» **STORED RECORDS**:

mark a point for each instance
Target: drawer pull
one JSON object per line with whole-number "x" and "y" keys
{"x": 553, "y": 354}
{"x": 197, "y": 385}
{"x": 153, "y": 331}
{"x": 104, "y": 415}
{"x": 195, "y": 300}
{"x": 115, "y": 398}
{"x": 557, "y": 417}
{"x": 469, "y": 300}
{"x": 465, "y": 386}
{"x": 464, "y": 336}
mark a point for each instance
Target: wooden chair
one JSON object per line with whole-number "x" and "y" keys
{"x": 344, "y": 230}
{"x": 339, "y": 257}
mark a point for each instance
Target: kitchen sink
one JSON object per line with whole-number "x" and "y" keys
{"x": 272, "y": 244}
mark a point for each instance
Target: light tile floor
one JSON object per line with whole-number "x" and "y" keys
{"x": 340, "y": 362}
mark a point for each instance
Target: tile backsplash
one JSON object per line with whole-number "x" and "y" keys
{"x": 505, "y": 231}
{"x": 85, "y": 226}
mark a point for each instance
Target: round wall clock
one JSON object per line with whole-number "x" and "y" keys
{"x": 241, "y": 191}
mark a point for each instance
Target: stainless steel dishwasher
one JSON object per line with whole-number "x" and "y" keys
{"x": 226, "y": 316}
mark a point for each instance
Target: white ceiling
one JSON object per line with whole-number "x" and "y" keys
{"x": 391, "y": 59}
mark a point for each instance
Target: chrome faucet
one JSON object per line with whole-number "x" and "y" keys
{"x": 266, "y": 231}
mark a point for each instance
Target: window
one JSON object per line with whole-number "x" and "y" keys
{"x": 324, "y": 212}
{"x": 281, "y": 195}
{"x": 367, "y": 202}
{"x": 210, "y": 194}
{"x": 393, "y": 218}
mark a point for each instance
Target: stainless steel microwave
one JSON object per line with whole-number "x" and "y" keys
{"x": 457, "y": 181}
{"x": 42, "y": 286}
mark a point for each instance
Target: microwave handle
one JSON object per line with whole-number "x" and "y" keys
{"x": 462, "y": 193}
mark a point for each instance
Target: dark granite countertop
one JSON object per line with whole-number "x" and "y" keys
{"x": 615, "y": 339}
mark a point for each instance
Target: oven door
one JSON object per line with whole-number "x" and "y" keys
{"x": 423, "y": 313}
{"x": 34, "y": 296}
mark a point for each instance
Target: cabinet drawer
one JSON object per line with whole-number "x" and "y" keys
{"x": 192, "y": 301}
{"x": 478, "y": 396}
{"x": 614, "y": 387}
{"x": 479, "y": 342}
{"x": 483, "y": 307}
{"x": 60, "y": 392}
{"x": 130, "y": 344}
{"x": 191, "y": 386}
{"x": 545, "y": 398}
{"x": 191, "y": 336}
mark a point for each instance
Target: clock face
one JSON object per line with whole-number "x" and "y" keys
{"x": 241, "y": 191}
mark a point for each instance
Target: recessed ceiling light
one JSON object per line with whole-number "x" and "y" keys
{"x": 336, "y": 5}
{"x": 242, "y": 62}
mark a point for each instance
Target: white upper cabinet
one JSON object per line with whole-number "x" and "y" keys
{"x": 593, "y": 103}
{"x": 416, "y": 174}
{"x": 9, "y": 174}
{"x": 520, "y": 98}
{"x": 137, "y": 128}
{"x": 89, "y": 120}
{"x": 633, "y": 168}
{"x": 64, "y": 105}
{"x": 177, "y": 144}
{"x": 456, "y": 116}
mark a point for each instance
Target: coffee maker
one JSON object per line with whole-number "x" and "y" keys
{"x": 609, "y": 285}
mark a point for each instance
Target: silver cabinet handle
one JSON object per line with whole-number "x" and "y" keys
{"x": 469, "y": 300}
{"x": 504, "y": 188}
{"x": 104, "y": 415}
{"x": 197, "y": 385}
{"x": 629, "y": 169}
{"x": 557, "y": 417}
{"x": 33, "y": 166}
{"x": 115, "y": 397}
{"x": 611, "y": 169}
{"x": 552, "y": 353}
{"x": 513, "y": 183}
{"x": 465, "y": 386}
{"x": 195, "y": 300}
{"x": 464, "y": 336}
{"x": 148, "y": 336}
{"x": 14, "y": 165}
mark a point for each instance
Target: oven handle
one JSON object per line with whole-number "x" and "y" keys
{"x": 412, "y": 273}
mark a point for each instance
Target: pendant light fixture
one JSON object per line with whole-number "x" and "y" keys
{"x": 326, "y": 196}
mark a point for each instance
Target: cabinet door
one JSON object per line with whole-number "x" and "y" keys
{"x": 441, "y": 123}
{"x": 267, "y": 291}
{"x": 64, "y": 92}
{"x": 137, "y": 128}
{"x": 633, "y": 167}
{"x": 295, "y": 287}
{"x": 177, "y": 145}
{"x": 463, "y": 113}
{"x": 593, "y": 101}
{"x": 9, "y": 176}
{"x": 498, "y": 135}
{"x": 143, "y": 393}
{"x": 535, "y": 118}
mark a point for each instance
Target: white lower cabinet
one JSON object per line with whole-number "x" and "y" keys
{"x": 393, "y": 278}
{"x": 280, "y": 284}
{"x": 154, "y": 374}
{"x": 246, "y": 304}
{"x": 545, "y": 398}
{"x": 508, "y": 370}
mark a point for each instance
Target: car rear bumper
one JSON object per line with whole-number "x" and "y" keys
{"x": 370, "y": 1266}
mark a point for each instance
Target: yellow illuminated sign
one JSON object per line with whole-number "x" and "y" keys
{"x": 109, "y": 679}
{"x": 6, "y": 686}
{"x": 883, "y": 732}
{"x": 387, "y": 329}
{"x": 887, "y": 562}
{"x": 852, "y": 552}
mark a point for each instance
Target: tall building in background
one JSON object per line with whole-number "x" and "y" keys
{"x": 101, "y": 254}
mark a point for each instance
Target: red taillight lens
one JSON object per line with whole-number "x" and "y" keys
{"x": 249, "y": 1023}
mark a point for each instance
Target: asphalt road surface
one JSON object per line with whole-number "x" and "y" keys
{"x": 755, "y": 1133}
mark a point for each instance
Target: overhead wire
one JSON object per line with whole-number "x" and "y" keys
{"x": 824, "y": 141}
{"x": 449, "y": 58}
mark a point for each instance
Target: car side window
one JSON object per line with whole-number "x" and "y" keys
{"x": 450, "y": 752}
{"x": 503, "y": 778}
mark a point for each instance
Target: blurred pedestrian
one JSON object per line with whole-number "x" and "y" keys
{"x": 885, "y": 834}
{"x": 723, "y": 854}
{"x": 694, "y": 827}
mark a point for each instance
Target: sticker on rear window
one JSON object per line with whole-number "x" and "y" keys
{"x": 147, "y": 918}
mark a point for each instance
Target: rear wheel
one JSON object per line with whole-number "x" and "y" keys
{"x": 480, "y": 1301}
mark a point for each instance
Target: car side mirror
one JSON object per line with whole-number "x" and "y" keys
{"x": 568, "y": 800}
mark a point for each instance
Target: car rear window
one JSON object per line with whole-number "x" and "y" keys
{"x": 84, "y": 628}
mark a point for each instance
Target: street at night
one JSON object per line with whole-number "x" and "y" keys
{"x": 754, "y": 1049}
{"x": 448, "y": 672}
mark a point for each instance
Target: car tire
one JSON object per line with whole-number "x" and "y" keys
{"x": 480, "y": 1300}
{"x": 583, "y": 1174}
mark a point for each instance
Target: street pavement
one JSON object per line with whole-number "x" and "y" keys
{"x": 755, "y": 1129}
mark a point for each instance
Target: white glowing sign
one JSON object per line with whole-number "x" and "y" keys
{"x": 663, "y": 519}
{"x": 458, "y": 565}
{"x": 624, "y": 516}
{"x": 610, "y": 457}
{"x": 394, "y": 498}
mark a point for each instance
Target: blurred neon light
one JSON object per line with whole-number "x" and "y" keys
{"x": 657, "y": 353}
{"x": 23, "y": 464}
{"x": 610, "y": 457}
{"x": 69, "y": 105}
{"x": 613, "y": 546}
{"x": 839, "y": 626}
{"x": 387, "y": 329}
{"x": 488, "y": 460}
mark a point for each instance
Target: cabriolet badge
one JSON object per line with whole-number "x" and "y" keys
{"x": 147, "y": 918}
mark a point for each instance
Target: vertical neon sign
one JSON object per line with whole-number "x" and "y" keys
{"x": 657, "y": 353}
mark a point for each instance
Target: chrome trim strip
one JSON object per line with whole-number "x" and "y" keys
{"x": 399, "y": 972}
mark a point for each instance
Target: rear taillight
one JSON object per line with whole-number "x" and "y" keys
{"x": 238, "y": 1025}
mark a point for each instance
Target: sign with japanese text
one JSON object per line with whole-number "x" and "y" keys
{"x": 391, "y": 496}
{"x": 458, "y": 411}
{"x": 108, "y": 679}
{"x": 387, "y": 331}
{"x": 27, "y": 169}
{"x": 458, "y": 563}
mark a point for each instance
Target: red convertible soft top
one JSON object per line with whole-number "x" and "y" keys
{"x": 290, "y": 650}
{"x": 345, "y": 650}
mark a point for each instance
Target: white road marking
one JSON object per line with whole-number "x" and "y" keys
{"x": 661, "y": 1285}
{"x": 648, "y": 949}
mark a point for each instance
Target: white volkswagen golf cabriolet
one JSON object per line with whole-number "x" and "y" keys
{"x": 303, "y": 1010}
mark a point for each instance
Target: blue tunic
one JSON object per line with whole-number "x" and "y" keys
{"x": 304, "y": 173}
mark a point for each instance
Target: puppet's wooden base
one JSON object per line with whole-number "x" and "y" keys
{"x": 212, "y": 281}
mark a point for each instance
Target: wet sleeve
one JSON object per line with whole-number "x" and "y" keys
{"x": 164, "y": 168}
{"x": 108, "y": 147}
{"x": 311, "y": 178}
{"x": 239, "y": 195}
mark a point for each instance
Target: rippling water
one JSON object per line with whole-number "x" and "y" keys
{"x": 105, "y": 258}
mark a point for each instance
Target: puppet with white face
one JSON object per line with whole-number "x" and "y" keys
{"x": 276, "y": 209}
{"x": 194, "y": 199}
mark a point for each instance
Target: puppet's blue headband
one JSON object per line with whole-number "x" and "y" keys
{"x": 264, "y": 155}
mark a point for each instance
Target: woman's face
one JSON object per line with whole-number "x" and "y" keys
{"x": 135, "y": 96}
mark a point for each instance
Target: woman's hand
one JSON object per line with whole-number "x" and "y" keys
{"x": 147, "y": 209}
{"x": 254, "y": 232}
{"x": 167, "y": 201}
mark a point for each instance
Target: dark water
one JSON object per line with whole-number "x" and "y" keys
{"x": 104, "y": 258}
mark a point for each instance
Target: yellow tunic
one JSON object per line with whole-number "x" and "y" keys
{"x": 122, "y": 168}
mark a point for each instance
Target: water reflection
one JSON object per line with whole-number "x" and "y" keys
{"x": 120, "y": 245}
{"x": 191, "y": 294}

» **TASK DESCRIPTION**:
From the entries above, pull out each line that contains the string "woman". Case counts.

» **TASK SOLUTION**:
Target: woman's face
Target: woman's hand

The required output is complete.